### [Parts of the exercise]
a: Write out the passage on happiness and generosity below word for word, starting at "One of our favorite" and ending at "most other factors.".
b: List every distinct page number of the report that the passage on happiness and generosity below cites.
c: Summarize the passage on happiness and generosity below in two sentences.

### [Supplied text]

Being a happy country is good. But spreading that happiness beyond one’s borders is even better. This year’s World Happiness Report [2] highlights the often-overlooked role of benevolence in improving the lives of the giver and receiver.
One clear way to measure a country’s generosity is through its levels of international aid. In the World Happiness Report (Chapter 2, p. 46), they found a positive correlation between international aid and a country’s happiness.
Indeed, when we visually look at foreign aid as a share of national income, an interesting pattern emerges: the world’s happiest countries also tend to be among the most generous.
The connection between helping others and happiness is mirrored on the individual scale. Being more generous is correlated with being happier. Among the generous acts surveyed, donating gives double the happiness boost compared to volunteering or helping strangers (p. 40). Luckily, acts of benevolence may be more common than we imagine.
One of our favorite findings from this year’s report suggests that people are worthier of our trust than we realize.
In Chapter 2 (p. 31), the authors compared survey results about people’s expectations for how often a dropped wallet would be returned with actual return rates from a 40 country experiment.
They found that the actual return rate across the world was about twice as high as people expected.
These expectations are also strongly and positively related with wellbeing. Having confidence that a wallet would be returned had a much higher associated effect on happiness than most other factors.
Believing a wallet would be returned was twice as related to happiness as unemployment and it was correlated with nearly 8 times as much happiness as having one’s income double.
The authors draw out the implication:
“People may be made needlessly unhappy by their unwarranted pessimism.” (p. 31)
The impact charities have on people’s happiness varies hugely. Your donations to charity can go much further – at no extra cost to you – if you contribute to the best organisations.
Let’s unpack this.

### [Record excerpts]
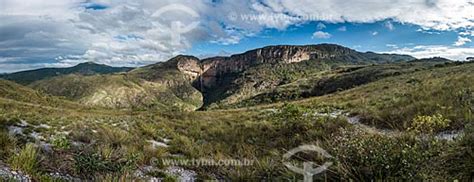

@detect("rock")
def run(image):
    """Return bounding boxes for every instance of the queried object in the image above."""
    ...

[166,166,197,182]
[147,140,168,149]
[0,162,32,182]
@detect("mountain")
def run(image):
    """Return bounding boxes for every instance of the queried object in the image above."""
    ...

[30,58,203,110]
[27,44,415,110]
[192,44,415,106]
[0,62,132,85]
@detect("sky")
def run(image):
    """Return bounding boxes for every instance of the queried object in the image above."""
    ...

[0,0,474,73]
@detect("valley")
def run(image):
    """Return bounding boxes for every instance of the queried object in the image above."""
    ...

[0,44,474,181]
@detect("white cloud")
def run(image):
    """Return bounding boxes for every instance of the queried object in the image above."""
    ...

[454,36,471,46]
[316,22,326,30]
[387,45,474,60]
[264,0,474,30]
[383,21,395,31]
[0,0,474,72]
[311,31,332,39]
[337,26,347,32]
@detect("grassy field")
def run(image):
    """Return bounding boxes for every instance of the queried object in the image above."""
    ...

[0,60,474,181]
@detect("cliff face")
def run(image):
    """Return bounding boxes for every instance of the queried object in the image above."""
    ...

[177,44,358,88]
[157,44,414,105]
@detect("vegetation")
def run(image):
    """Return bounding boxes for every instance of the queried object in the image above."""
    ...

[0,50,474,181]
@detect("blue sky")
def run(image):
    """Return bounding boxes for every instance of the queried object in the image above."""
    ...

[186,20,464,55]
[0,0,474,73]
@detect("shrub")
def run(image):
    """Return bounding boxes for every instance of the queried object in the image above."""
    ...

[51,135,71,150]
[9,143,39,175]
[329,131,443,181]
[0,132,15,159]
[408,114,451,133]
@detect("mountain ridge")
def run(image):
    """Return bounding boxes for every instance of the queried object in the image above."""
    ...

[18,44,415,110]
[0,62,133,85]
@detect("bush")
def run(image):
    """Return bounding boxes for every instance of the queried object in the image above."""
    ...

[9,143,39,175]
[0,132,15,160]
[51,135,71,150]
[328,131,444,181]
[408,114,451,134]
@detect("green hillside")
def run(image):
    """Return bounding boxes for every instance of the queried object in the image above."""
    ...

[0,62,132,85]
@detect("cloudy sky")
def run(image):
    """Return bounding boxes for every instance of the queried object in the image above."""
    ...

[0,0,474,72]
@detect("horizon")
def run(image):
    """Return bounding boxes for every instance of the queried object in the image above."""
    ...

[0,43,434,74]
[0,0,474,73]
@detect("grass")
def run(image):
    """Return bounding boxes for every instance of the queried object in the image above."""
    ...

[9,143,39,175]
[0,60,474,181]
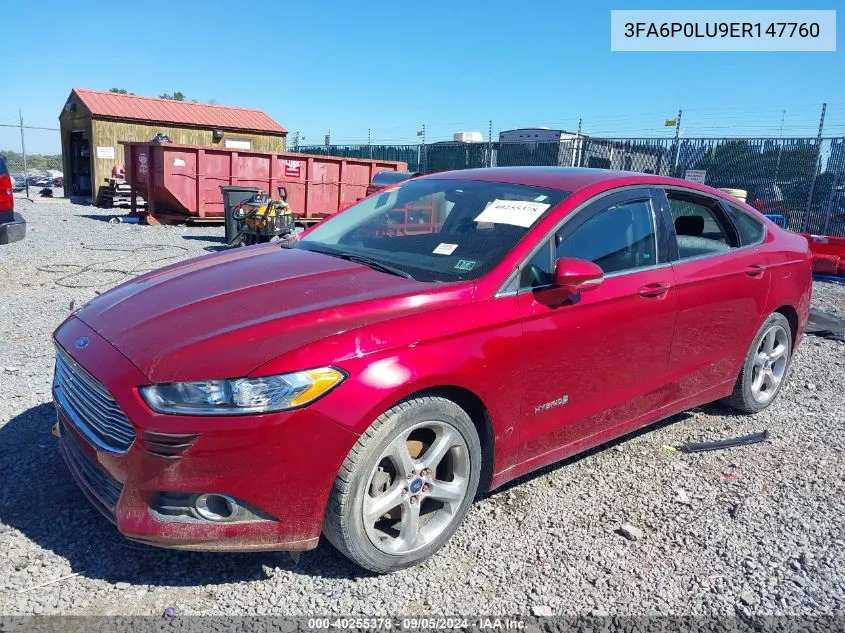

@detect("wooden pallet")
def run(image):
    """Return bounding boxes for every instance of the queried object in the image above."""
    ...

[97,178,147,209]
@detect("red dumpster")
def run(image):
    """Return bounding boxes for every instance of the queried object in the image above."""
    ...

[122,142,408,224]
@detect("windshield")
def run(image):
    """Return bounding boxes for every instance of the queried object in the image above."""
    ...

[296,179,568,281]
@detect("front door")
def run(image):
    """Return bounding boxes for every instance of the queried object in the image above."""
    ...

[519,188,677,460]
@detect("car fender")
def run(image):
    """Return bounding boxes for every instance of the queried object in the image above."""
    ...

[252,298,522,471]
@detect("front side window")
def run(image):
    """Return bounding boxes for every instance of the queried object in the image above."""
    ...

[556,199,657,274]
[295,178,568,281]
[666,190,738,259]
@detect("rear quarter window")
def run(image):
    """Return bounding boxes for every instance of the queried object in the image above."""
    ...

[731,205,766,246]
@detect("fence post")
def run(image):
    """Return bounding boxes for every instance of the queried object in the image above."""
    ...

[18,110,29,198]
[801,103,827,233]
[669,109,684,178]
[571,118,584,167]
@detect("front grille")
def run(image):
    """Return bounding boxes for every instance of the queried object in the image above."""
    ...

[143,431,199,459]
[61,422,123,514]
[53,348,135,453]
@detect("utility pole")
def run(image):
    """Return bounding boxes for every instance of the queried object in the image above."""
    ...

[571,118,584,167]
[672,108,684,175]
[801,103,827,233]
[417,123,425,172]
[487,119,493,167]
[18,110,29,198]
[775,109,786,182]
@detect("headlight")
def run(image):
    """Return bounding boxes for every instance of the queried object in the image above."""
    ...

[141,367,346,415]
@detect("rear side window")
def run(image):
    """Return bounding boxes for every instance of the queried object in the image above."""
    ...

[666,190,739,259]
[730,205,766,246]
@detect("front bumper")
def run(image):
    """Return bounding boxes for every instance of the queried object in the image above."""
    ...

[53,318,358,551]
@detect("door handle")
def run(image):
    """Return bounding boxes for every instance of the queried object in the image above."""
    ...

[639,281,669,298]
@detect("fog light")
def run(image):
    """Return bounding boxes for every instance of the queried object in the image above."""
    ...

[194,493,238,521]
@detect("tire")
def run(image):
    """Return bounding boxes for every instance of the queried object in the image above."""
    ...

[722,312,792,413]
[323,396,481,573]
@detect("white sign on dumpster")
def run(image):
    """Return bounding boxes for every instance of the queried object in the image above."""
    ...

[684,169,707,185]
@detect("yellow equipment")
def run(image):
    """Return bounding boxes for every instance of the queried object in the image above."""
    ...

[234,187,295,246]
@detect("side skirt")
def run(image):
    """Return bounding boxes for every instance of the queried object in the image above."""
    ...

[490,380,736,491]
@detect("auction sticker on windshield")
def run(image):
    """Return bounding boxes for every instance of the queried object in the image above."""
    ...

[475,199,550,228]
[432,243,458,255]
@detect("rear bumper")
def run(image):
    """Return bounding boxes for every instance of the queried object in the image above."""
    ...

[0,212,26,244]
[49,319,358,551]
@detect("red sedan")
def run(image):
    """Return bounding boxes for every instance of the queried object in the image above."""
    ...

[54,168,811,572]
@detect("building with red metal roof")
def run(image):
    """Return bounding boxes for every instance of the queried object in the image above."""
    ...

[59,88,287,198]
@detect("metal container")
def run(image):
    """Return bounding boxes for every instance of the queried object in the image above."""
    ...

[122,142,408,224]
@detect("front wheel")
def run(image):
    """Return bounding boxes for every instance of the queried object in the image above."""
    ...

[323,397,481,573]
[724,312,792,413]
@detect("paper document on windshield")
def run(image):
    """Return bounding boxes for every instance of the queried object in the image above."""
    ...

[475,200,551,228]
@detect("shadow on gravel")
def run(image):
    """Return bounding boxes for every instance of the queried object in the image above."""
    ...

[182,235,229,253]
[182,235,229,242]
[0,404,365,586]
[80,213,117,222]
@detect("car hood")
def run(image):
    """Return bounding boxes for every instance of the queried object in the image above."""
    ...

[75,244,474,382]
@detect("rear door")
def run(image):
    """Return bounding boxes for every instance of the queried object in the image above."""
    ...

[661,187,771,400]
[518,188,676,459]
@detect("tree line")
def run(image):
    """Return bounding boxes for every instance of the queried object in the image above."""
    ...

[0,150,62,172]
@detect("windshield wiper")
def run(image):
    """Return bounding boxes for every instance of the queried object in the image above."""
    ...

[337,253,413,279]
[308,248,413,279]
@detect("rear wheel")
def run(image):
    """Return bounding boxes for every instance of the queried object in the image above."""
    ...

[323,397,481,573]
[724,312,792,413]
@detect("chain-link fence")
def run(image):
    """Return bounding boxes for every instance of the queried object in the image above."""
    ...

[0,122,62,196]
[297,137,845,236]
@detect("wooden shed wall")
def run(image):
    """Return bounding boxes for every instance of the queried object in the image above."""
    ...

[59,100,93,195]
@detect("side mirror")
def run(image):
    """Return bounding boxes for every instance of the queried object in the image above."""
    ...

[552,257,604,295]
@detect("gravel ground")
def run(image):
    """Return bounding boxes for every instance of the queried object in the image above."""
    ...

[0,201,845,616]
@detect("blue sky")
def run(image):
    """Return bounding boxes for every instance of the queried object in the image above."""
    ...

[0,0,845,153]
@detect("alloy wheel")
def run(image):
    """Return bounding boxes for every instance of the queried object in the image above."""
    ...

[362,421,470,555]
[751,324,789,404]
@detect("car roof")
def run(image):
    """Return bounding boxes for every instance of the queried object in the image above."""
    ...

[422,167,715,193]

### [Results for each task]
a:
One of our favorite findings from this year’s report suggests that people are worthier of our trust than we realize.
In Chapter 2 (p. 31), the authors compared survey results about people’s expectations for how often a dropped wallet would be returned with actual return rates from a 40 country experiment.
They found that the actual return rate across the world was about twice as high as people expected.
These expectations are also strongly and positively related with wellbeing. Having confidence that a wallet would be returned had a much higher associated effect on happiness than most other factors.

b: 46, 40, 31

c: This year's World Happiness Report finds that the happiest countries tend to be among the most generous with foreign aid and that more generous individuals tend to be happier, with donating giving double the happiness boost of volunteering or helping strangers. It also finds that dropped wallets were actually returned about twice as often as people expected, and that believing a wallet would be returned is strongly linked to happiness, suggesting people may be made needlessly unhappy by unwarranted pessimism.